| STATED TASK |
Turn every line of the records below into a JSON list of strings, one string per line, with blank lines left out.

| LISTED RECORDS |
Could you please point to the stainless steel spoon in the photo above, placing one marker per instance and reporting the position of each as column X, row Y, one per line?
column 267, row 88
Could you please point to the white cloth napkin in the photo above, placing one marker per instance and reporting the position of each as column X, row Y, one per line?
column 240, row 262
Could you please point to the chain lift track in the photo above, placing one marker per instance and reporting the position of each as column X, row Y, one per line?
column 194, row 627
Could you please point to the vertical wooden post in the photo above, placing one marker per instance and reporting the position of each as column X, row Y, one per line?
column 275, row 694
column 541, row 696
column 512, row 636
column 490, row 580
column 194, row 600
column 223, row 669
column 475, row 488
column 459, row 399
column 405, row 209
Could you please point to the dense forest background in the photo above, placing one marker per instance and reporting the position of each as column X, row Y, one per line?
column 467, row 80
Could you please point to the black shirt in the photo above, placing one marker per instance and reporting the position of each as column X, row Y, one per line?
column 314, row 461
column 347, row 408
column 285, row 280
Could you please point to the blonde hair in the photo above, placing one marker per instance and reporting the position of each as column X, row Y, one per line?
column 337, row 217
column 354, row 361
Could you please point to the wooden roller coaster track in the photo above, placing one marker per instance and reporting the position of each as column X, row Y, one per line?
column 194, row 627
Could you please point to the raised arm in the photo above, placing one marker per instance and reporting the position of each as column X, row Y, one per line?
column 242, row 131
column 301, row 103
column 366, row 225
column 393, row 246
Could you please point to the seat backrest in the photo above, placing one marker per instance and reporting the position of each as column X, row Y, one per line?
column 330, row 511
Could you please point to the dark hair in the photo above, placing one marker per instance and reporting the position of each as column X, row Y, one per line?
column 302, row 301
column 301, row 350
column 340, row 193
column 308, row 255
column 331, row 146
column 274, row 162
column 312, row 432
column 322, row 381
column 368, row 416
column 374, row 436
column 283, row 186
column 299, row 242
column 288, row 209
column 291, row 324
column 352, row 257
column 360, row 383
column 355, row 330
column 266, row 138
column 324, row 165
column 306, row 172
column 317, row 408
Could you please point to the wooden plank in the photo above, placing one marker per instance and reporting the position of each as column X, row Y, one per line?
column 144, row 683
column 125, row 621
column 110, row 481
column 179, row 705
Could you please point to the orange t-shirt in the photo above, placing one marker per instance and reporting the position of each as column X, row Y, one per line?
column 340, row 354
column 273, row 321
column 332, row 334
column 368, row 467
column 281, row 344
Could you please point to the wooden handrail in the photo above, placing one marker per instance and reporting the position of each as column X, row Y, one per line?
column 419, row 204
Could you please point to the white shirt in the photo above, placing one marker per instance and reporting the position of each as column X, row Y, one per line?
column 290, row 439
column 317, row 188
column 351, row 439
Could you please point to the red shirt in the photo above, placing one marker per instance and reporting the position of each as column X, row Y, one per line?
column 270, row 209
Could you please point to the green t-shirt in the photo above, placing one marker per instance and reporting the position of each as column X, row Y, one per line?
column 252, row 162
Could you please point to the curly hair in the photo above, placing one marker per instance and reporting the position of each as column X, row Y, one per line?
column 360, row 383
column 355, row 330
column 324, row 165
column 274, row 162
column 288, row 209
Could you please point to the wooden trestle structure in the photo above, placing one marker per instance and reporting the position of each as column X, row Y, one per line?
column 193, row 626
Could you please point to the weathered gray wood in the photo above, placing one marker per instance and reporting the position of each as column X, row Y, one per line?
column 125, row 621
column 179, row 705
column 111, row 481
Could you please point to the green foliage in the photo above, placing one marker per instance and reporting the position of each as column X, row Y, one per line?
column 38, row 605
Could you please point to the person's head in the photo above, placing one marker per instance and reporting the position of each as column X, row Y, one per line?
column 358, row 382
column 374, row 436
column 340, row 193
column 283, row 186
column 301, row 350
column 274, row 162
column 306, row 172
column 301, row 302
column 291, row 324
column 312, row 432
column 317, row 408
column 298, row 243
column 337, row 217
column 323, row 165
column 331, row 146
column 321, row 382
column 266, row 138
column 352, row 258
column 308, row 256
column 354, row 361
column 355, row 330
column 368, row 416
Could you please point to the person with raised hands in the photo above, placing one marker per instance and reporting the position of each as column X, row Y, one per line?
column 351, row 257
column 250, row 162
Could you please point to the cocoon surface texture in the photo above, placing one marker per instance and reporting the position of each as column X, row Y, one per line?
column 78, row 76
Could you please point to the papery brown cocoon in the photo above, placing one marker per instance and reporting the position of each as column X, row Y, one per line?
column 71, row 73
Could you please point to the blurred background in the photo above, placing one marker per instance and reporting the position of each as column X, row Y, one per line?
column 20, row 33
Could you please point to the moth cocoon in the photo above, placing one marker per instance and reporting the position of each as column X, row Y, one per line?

| EXERCISE RESULT |
[
  "Could you please point to the stainless steel spoon in the photo above, placing one marker per instance and reporting the position of each as column X, row Y, one per line?",
  "column 267, row 88",
  "Could you please point to the white cloth napkin in the photo above, placing one marker per instance and reporting the position of each as column X, row Y, one per line?",
  "column 240, row 262",
  "Could you please point to the chain lift track in the photo above, placing one marker per instance and reporting the position of each as column X, row Y, one per line?",
  "column 194, row 627",
  "Could you please point to the vertical wooden post in the photo above, placing one marker per instance and reporting the position of each as column X, row Y, one per line?",
  "column 275, row 694",
  "column 541, row 696",
  "column 512, row 636",
  "column 490, row 580",
  "column 194, row 600",
  "column 223, row 669",
  "column 475, row 488",
  "column 459, row 399",
  "column 405, row 209",
  "Could you please point to the dense forest background in the photo above, placing one marker per instance and reporting the position of each as column X, row Y, one per line?",
  "column 467, row 80",
  "Could you please point to the black shirt in the photo above, placing one marker per instance and reporting the position of each as column X, row Y, one per line?",
  "column 314, row 461",
  "column 347, row 408",
  "column 285, row 280",
  "Could you please point to the blonde hair in the photo above, placing one marker per instance and reporting the position of each as column X, row Y, one per line?",
  "column 337, row 217",
  "column 354, row 361",
  "Could you please point to the wooden roller coaster track in the photo above, placing one marker per instance and reporting the position of each as column X, row Y, one per line?",
  "column 194, row 627",
  "Could you please point to the raised arm in the photo above, placing one marker per instance and reporting the position of each as column X, row Y, one per line?",
  "column 242, row 131",
  "column 301, row 103",
  "column 366, row 225",
  "column 393, row 246",
  "Could you please point to the seat backrest in the photo above, placing one marker per instance and reporting the position of each as column X, row Y, one per line?",
  "column 330, row 511",
  "Could you please point to the dark hair in the photo above, placing one marker per instance and reporting the position of each as column X, row Y, one per line?",
  "column 302, row 301",
  "column 301, row 350",
  "column 340, row 193",
  "column 308, row 255",
  "column 331, row 146",
  "column 274, row 162",
  "column 312, row 432",
  "column 322, row 381",
  "column 368, row 416",
  "column 374, row 436",
  "column 283, row 186",
  "column 299, row 242",
  "column 288, row 209",
  "column 291, row 324",
  "column 352, row 257",
  "column 360, row 383",
  "column 355, row 330",
  "column 266, row 138",
  "column 324, row 165",
  "column 306, row 172",
  "column 317, row 408",
  "Could you please point to the wooden plank in the photo above, placing one marker per instance and reporting the position of each as column X, row Y, one per line?",
  "column 144, row 683",
  "column 125, row 621",
  "column 110, row 481",
  "column 179, row 705",
  "Could you please point to the orange t-shirt in the photo above, placing one marker per instance and reporting the position of each as column X, row Y, one per line?",
  "column 340, row 354",
  "column 273, row 321",
  "column 332, row 334",
  "column 368, row 467",
  "column 281, row 344",
  "Could you please point to the wooden handrail in the photo above, placing one marker per instance and reporting the position of each as column X, row Y, one per line?",
  "column 419, row 204",
  "Could you please point to the white shirt in the photo above, placing one marker per instance and reporting the position of each as column X, row Y, one per line?",
  "column 290, row 439",
  "column 317, row 188",
  "column 351, row 439",
  "Could you please point to the red shirt in the photo above, placing one marker per instance and reporting the position of each as column X, row Y, one per line?",
  "column 270, row 209",
  "Could you please point to the green t-shirt in the photo above, placing one marker per instance and reporting the position of each as column X, row Y, one per line?",
  "column 252, row 162",
  "Could you please point to the curly hair in the photo above, placing one marker per instance and reporting the position of each as column X, row Y, one per line?",
  "column 360, row 383",
  "column 355, row 330",
  "column 324, row 165",
  "column 274, row 162",
  "column 288, row 209",
  "Could you please point to the wooden trestle structure in the photo above, placing one marker per instance and reporting the position of each as column X, row Y, one per line?",
  "column 193, row 626",
  "Could you please point to the weathered gray wood in the photo above, placing one marker per instance and reporting the position of each as column X, row Y, one per line?",
  "column 125, row 621",
  "column 179, row 705",
  "column 111, row 481",
  "Could you please point to the green foliage in the photo above, placing one marker per instance and reporting the position of each as column X, row Y, one per line?",
  "column 38, row 605",
  "Could you please point to the person's head in the photo above, placing one marker per instance and reporting the position of each as column X, row Y, one per line?",
  "column 358, row 382",
  "column 374, row 436",
  "column 340, row 193",
  "column 283, row 186",
  "column 301, row 350",
  "column 274, row 162",
  "column 306, row 172",
  "column 301, row 302",
  "column 291, row 324",
  "column 312, row 432",
  "column 317, row 408",
  "column 298, row 243",
  "column 337, row 217",
  "column 323, row 165",
  "column 331, row 146",
  "column 321, row 382",
  "column 266, row 138",
  "column 352, row 258",
  "column 308, row 256",
  "column 354, row 361",
  "column 355, row 330",
  "column 368, row 416",
  "Could you please point to the person with raised hands in the photo above, placing one marker per instance and reporting the position of each as column X, row Y, one per line?",
  "column 351, row 257",
  "column 250, row 162",
  "Could you please point to the cocoon surface texture in the photo above, placing one marker per instance and reporting the position of each as column X, row Y, one per line?",
  "column 78, row 76",
  "Could you please point to the papery brown cocoon in the photo above, placing one marker per instance and reporting the position of each as column X, row Y, one per line?",
  "column 71, row 73",
  "Could you please point to the blurred background in the photo above, placing one marker per instance and reporting the position of each as column X, row Y, one per line?",
  "column 20, row 33",
  "Could you please point to the moth cocoon in the photo above, placing one marker per instance and reporting the position of each as column X, row Y, one per line?"
]